Your objective: When a line below contains the string "nose", show that line.

== == ==

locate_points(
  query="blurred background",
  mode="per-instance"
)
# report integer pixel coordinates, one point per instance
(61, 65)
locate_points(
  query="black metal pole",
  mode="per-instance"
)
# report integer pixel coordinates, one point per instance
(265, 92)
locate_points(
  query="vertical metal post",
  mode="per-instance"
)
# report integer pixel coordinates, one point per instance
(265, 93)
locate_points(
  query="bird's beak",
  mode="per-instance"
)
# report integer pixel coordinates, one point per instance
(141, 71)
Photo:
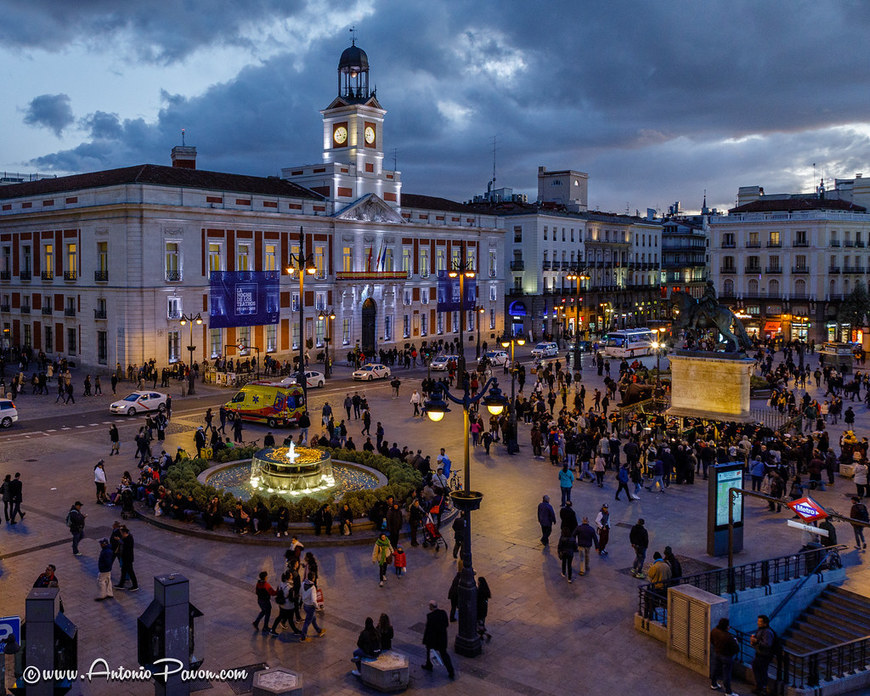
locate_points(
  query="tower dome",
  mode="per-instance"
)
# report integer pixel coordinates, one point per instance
(353, 73)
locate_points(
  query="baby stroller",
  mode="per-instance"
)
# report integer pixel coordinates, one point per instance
(431, 534)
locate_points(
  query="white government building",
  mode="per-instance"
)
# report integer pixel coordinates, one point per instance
(100, 267)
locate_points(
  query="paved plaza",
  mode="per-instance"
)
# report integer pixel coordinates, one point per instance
(549, 637)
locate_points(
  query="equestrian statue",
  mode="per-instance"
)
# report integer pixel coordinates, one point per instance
(706, 313)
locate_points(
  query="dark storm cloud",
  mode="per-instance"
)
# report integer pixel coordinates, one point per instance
(52, 111)
(652, 99)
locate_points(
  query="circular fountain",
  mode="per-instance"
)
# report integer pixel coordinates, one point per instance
(293, 470)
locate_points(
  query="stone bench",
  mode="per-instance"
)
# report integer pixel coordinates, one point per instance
(390, 672)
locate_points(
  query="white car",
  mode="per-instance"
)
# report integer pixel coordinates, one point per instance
(372, 371)
(442, 362)
(313, 378)
(140, 402)
(545, 350)
(497, 358)
(8, 413)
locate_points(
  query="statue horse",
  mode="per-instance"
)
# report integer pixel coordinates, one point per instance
(693, 316)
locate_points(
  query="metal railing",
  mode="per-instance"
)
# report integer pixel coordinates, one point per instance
(653, 602)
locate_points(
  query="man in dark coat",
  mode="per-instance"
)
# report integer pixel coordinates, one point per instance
(435, 637)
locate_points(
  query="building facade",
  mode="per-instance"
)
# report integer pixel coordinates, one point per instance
(100, 268)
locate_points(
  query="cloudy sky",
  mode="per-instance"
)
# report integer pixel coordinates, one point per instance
(657, 101)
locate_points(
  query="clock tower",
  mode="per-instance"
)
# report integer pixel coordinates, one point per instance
(353, 152)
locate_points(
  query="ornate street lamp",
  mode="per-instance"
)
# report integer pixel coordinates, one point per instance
(466, 500)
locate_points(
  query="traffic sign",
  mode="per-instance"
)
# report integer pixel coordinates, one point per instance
(10, 626)
(808, 509)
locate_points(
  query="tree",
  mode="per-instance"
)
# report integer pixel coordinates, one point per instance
(855, 307)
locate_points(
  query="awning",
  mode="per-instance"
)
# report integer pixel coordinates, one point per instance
(517, 309)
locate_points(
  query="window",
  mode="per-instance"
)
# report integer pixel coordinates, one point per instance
(173, 267)
(215, 342)
(48, 261)
(102, 348)
(173, 346)
(243, 258)
(214, 257)
(72, 261)
(270, 261)
(173, 309)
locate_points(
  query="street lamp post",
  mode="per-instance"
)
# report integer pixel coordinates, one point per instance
(190, 320)
(327, 358)
(301, 263)
(467, 639)
(507, 340)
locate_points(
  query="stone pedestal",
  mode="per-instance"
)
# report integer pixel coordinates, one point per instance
(714, 386)
(277, 682)
(390, 672)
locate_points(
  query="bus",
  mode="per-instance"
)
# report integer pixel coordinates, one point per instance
(629, 343)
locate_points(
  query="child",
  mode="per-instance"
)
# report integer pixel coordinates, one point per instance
(399, 561)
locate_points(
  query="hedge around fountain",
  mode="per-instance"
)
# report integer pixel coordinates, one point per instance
(402, 479)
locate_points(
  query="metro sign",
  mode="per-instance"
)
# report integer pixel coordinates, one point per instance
(808, 509)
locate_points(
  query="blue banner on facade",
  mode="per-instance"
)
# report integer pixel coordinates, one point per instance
(244, 298)
(448, 293)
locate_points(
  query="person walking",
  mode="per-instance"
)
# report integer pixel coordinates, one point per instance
(264, 592)
(309, 606)
(546, 518)
(435, 638)
(724, 648)
(104, 571)
(381, 554)
(75, 520)
(115, 438)
(127, 557)
(15, 488)
(100, 482)
(639, 539)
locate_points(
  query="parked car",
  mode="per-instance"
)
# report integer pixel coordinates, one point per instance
(545, 350)
(313, 378)
(8, 413)
(140, 402)
(442, 362)
(372, 371)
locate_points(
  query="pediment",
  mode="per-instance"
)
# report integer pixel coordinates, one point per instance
(370, 208)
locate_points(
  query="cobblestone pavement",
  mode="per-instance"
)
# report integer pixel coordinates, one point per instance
(549, 637)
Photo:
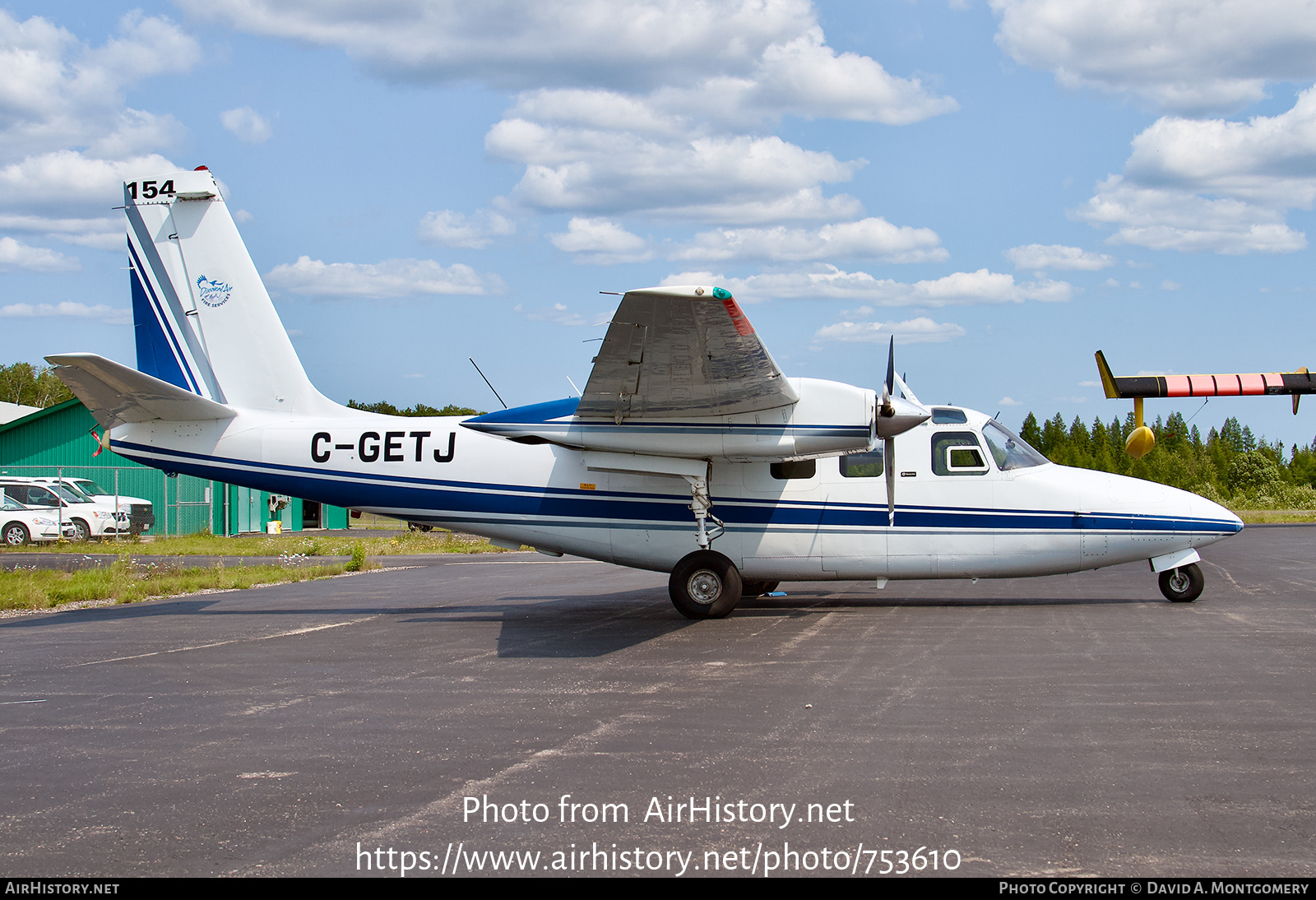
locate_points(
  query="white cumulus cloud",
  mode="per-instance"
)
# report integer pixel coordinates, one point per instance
(392, 278)
(1179, 55)
(1173, 219)
(15, 254)
(655, 107)
(454, 230)
(1057, 256)
(58, 92)
(600, 241)
(829, 282)
(723, 178)
(247, 124)
(869, 239)
(67, 309)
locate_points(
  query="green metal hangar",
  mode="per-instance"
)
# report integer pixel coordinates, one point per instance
(58, 441)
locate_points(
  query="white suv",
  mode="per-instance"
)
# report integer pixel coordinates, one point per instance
(89, 517)
(23, 525)
(141, 513)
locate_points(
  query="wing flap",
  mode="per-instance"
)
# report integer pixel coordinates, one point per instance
(116, 394)
(682, 351)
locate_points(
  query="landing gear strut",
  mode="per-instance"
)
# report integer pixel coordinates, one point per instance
(1182, 584)
(704, 584)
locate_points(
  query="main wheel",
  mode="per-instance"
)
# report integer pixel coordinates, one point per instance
(1182, 584)
(704, 584)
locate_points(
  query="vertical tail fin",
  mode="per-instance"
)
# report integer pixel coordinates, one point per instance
(203, 318)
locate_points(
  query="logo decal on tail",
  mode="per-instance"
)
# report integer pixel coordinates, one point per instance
(214, 292)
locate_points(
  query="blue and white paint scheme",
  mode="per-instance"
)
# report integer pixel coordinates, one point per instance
(688, 452)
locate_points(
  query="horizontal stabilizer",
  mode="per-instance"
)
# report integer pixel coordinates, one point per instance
(1204, 386)
(116, 394)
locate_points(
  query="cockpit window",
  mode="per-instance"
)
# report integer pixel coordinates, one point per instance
(957, 452)
(862, 465)
(1008, 449)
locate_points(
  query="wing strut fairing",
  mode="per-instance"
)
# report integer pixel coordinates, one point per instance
(1138, 387)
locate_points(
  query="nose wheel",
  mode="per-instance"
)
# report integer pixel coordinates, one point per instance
(704, 584)
(1182, 584)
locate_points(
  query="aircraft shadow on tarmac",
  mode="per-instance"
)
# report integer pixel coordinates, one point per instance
(563, 625)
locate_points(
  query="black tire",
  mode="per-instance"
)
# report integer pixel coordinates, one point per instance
(704, 584)
(1182, 584)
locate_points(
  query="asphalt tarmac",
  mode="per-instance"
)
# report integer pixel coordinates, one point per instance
(1069, 726)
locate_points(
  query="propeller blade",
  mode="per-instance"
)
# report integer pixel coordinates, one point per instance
(888, 459)
(892, 366)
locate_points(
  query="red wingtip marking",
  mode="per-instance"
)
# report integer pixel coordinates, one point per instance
(739, 320)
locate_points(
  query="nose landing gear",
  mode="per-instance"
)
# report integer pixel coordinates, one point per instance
(1182, 584)
(704, 584)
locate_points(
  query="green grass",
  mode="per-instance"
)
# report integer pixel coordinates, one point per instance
(1261, 516)
(294, 544)
(128, 582)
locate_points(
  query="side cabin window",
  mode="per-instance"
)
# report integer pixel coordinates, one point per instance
(800, 469)
(943, 416)
(957, 452)
(862, 465)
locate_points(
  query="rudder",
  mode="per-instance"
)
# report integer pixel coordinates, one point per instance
(203, 318)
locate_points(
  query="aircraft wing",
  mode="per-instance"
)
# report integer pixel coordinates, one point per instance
(1206, 386)
(116, 394)
(682, 351)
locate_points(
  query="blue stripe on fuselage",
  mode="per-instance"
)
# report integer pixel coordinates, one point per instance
(449, 500)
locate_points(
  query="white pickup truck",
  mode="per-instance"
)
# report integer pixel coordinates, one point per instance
(141, 515)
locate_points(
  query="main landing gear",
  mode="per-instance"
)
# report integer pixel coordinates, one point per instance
(1182, 584)
(704, 584)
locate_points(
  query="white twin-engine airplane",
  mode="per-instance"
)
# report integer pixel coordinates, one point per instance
(688, 452)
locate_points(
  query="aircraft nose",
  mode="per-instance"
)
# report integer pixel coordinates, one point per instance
(1203, 508)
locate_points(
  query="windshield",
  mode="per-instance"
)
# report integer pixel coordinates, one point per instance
(89, 487)
(69, 492)
(1008, 449)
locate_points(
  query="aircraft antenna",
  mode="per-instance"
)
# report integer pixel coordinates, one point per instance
(487, 382)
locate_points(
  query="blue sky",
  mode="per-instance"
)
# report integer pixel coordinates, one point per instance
(1006, 187)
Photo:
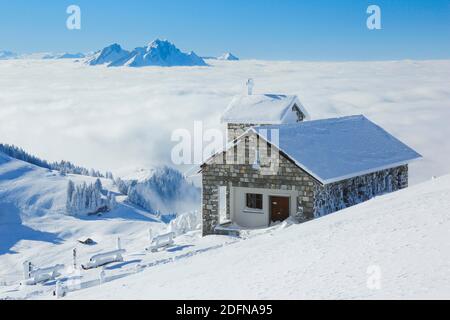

== == ==

Completed exercise:
  query="nose wheel",
  query="nose landing gear",
  query="aircraft nose",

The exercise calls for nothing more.